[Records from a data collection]
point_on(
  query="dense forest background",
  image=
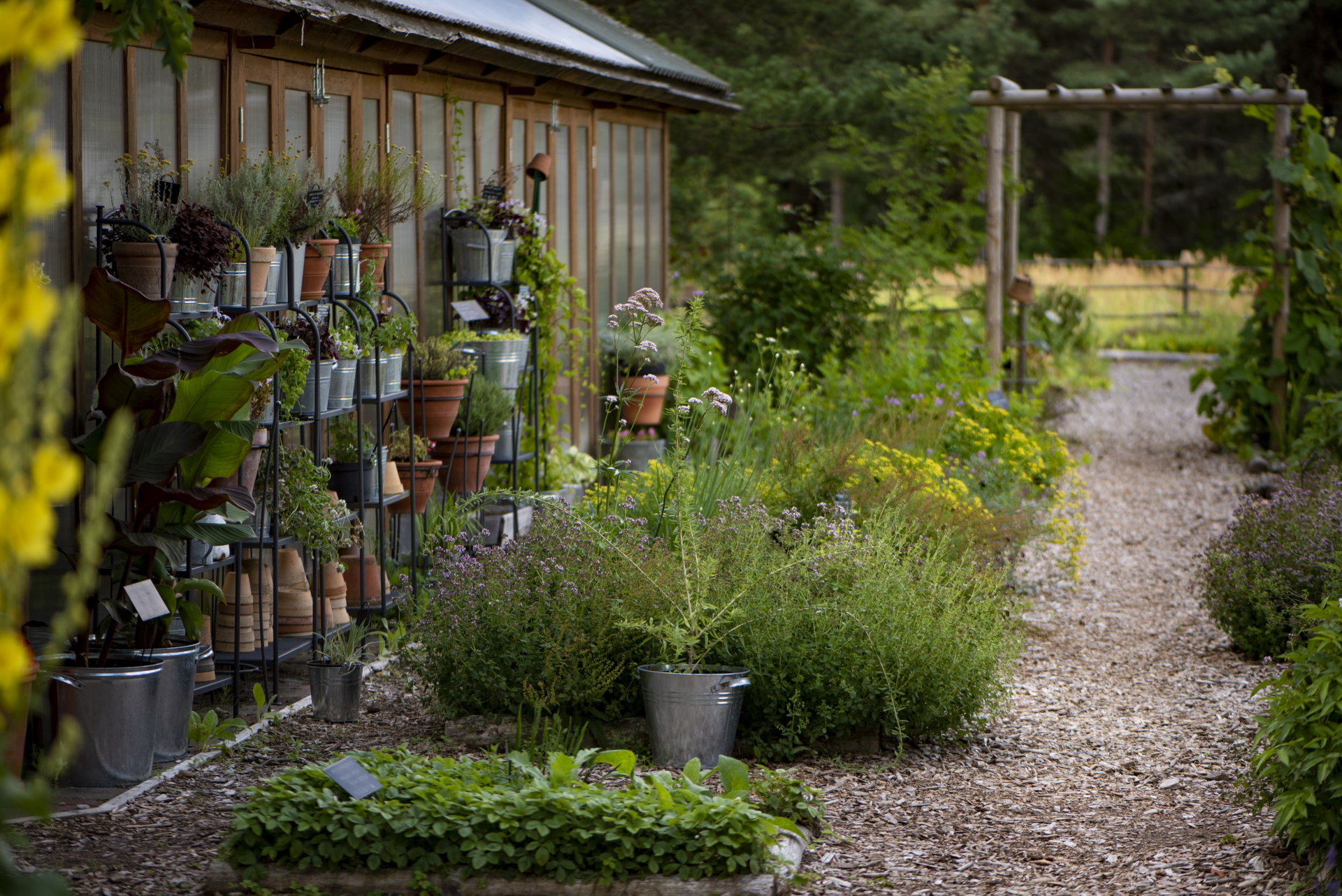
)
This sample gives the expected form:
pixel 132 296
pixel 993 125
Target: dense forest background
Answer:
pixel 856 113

* REQUIRED WORK
Write out every line of the items above word for word, but leave the pictures out.

* ANSWER TO THIS TASK
point_on(
  query="dense forest background",
  image=
)
This sample gives the expected form:
pixel 132 296
pixel 993 125
Target: dense forest background
Answer:
pixel 856 113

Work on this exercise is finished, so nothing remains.